▶ _ENTRIES SHOWN_:
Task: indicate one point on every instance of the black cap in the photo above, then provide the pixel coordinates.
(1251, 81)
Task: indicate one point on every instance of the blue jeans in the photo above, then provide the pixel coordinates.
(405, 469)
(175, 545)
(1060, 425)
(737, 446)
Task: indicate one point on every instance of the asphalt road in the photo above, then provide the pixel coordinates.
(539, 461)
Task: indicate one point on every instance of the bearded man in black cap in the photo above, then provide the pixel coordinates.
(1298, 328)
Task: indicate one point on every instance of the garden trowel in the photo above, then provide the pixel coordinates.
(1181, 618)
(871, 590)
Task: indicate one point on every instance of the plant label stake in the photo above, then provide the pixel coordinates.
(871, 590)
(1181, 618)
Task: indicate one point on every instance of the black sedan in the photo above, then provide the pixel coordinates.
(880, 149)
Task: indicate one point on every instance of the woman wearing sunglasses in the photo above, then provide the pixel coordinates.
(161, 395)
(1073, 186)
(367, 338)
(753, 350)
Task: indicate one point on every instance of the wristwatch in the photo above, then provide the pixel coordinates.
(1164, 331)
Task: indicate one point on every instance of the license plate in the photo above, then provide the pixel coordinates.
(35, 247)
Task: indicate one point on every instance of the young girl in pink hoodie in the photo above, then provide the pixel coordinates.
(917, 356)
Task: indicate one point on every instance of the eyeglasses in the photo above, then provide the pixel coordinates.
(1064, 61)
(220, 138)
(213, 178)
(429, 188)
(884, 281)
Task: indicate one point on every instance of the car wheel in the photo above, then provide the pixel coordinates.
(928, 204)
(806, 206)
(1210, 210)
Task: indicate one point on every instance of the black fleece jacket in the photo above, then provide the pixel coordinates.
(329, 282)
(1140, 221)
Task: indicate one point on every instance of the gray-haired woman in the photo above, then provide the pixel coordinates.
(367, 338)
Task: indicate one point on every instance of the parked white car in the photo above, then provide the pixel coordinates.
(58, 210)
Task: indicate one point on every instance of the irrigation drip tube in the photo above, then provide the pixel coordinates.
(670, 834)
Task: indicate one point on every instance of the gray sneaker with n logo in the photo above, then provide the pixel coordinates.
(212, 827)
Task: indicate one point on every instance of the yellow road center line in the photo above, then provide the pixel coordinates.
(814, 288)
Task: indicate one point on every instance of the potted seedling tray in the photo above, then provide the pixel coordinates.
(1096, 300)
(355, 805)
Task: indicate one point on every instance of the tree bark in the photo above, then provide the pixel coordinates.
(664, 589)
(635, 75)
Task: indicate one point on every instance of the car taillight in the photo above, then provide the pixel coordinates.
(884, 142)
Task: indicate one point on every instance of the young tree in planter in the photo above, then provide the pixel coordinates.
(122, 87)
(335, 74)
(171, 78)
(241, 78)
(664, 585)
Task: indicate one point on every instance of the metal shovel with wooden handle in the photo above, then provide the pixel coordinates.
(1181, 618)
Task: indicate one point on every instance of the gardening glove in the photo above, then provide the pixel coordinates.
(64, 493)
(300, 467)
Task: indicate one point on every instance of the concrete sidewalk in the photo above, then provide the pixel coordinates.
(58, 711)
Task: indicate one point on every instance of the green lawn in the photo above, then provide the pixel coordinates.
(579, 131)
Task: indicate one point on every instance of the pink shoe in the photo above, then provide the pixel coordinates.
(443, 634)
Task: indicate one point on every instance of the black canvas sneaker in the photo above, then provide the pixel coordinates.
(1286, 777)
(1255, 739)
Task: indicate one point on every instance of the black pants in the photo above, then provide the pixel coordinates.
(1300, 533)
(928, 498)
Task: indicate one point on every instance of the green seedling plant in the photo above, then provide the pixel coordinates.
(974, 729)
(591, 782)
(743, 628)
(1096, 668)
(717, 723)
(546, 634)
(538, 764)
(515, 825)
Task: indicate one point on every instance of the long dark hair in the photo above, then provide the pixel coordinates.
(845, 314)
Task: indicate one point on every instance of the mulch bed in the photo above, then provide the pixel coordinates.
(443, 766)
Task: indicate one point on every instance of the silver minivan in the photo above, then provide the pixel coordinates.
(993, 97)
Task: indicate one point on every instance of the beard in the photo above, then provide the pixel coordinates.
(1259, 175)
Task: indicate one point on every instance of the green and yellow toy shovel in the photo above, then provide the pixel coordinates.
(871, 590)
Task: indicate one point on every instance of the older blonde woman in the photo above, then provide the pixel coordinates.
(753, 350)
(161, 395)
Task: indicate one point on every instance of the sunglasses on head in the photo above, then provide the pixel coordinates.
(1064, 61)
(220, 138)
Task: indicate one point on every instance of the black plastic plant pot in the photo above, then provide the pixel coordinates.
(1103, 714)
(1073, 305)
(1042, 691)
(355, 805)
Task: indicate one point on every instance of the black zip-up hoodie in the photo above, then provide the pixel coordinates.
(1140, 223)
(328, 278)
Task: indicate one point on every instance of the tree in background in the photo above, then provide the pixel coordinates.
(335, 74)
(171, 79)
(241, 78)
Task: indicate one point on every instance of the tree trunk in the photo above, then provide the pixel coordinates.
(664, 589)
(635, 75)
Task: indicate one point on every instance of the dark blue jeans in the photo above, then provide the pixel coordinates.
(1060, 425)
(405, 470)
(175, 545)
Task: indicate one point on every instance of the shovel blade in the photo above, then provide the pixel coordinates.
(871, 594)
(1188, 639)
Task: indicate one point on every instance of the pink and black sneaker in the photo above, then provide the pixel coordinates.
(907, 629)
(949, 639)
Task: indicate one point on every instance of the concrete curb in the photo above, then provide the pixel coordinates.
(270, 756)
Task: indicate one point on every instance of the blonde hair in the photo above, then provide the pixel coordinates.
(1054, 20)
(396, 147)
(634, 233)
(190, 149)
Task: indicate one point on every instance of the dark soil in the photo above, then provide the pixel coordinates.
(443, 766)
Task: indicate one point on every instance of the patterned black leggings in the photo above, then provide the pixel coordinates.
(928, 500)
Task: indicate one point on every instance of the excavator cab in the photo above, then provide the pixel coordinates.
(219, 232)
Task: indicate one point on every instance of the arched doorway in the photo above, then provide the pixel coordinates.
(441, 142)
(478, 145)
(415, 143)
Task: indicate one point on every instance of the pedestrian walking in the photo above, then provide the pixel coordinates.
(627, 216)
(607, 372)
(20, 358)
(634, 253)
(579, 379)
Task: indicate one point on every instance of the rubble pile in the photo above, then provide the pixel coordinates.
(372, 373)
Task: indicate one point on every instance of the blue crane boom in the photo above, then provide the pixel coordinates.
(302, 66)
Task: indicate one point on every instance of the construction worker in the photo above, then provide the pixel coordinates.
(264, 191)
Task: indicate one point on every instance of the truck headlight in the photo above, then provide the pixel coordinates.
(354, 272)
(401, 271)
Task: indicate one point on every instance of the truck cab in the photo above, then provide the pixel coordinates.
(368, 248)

▶ _EXERCISE_: When you answer, repeat all of the material exactly as given.

▶ _EXERCISE OUTPUT_:
Task: indicate one point on every instance of the black cap in the photo above, then provide the pixel coordinates.
(1251, 81)
Task: indicate one point on every instance of the blue jeans in the photo above, then provide the pixel coordinates.
(405, 469)
(175, 545)
(1060, 425)
(737, 446)
Task: indicate one point on every instance of the asphalt road in the photo above, then provide the pixel coordinates.
(539, 461)
Task: indicate one point on every instance of the bearded man in black cap in the photo above, then provide the pixel coordinates.
(1298, 328)
Task: indicate one point on every instance of the garden trowel in the photo above, then provide the pixel coordinates.
(1181, 618)
(871, 590)
Task: indicate one point on every instance of the plant label stake in the photo above, then provide the pixel coordinates.
(871, 590)
(1181, 618)
Task: indicate one point on every instance of the black sedan in the photo above, then provide the pixel coordinates.
(880, 149)
Task: indicate one point on every instance of the woman wearing sunglasses in the photo above, then provide the pixel coordinates.
(161, 395)
(1073, 186)
(367, 338)
(753, 350)
Task: indicate one point on every instance of the wristwatch in the photo above, then provide the pixel coordinates.
(1164, 331)
Task: indicate one point on every instance of the license plate in the photo above, then provide the pixel coordinates.
(35, 247)
Task: indicate one point on every instance of the young girl in pink hoodie in the photo above, then provide the pixel coordinates.
(917, 356)
Task: indicate one point on every instance of the eyeglasses in the photo above, then provide the pixel coordinates.
(1064, 61)
(220, 138)
(213, 178)
(429, 188)
(884, 281)
Task: indicate one point on every instance of the car wheel in the photo above, then provide the pixel coordinates.
(928, 204)
(806, 206)
(1210, 210)
Task: indicate one point on every instance of the black fleece jacket in the photo above, then provide the pixel coordinates.
(329, 282)
(1140, 221)
Task: indicate one point on every instance of the gray-haired woman in the photo above, then provide the pixel coordinates.
(367, 338)
Task: indicate one point on every instance of the parked white car in the photo above, then provide the pixel coordinates.
(58, 210)
Task: indicate one point on every instance of the irrigation drip tube in the photo above, then provide the pixel coordinates.
(670, 834)
Task: indicate one point on every instance of the gray sneaker with n logo in the photo above, then provide the pixel coordinates.
(212, 827)
Task: indicate one point on every instance of the yellow road center line in the photo above, then provide the pixel coordinates.
(814, 288)
Task: indicate one point on every instance of the potted seedling tray in the photo above, then provide the pixel coordinates.
(1096, 300)
(355, 805)
Task: indicate one point on every instance of the tree bark in the photo above, then provide the pixel coordinates.
(664, 589)
(635, 75)
Task: indicate one point on every instance of the car taillight in the photo above, then provide the pixel coordinates.
(884, 142)
Task: indicate one point on every instance of the young tree in planter in the photo above, then provide the pixel coordinates.
(122, 87)
(335, 74)
(171, 78)
(241, 78)
(664, 585)
Task: indicate one point on every instance of the metal shovel with wooden handle in the photo above, then provide the pixel coordinates.
(1181, 618)
Task: indicate one point on every instance of the gardening glove in the photo above, then provide the pixel coordinates.
(64, 493)
(300, 467)
Task: indicate one point on every instance of the concrete sidewalk in the photo above, then provide the pixel coordinates.
(58, 711)
Task: indicate one point on every instance of the green lawn in the photo above, then provide the pixel coordinates.
(579, 131)
Task: indicate one point on every instance of the pink shoe in the photo above, then provide the pixel coordinates.
(443, 634)
Task: indicate one point on every instance of the black canvas sneaker in the photo above, then provide the pixel coordinates.
(1286, 777)
(1255, 739)
Task: indicate one point on every instance of the black pants in the photo above, then provide the pixel coordinates.
(1300, 533)
(928, 498)
Task: indicate one point on every instance of the green seedling plant in the photo above, then provide the pixel coordinates.
(974, 729)
(591, 782)
(743, 628)
(1096, 668)
(717, 723)
(546, 634)
(538, 764)
(515, 825)
Task: indicate one point on every instance of the long dark hair in the photo above, then provide the pixel coordinates.
(845, 314)
Task: indicate one point on every instance of the mulch bed in the photo above, then provide the pixel coordinates.
(443, 766)
Task: indicate one point on every instance of the silver minivan in the photo above, then provide the pixel coordinates.
(993, 97)
Task: indicate one point on every instance of the beard in the photo above, then provide the pixel coordinates.
(1259, 175)
Task: indicate one point on every instance of the green and yellow toy shovel in the photo above, then provide the pixel coordinates.
(871, 590)
Task: indicate one point on every instance of the older blonde woman in the photo above, then provide the pixel coordinates.
(753, 350)
(161, 395)
Task: indicate one point on every instance of the sunglasses on head in the photo above, then provide the pixel coordinates.
(1064, 61)
(220, 138)
Task: indicate one point on every instance of the black plastic plant pot in the photo above, then provide the pixel coordinates.
(1103, 714)
(1073, 305)
(1042, 691)
(355, 805)
Task: indicate one point on every instance of the black zip-up hoodie in the photo above, then provide the pixel coordinates.
(1140, 223)
(328, 278)
Task: indicate one point on every instance of the tree in background in the photo above, then provide the pixel coordinates.
(335, 74)
(171, 79)
(241, 78)
Task: indicate one point on every instance of the tree trunk in the photo above, then provide the pixel coordinates.
(664, 589)
(635, 75)
Task: indicate one point on every instance of the dark blue jeans in the photo above, then provide the pixel coordinates.
(1060, 425)
(405, 470)
(175, 545)
Task: indicate one point on every instance of the shovel blade in the photo above, then provide the pixel coordinates.
(871, 594)
(1188, 639)
Task: indicate one point on every instance of the pink and black sneaker in the photo above, then provide the pixel coordinates.
(907, 629)
(949, 639)
Task: indicate one point on every instance of the concrete curb in the photo above, then provide the pixel coordinates.
(270, 756)
Task: indicate one point on every instance of the blonde hair in the photo above, then provide the pixel coordinates.
(1054, 20)
(396, 147)
(634, 233)
(190, 149)
Task: indicate one point on every instance of the dark soil in the photo above, then provide the pixel coordinates.
(443, 766)
Task: indicate one point on every instance of the patterned black leggings in the photo above, then provide the pixel coordinates.
(928, 500)
Task: indicate one point on every instance of the excavator cab in the photo above, then provide the pixel coordinates.
(219, 232)
Task: indicate one point on every instance of the arched doorway in the photo above, then provide the pixel coordinates.
(441, 142)
(478, 145)
(415, 143)
Task: indicate one point on every instance of the pedestrian walking in the photo above, then provide the pixel coordinates.
(627, 216)
(607, 372)
(20, 358)
(634, 253)
(579, 379)
Task: indicate one point on every instance of the rubble pile in the photo above, then provide the pixel coordinates.
(372, 373)
Task: indicate one point on every instance of the blue crane boom in the photo above, then provide the pixel coordinates.
(302, 66)
Task: indicate one point on every instance of the construction worker in the photo above, then provide the pixel coordinates.
(264, 191)
Task: indicate one point on every instance of the truck headlight in the photo above, then provide the pixel coordinates.
(354, 272)
(401, 271)
Task: indicate one point on every instance of the truck cab in the photo above, then provide the pixel coordinates.
(368, 248)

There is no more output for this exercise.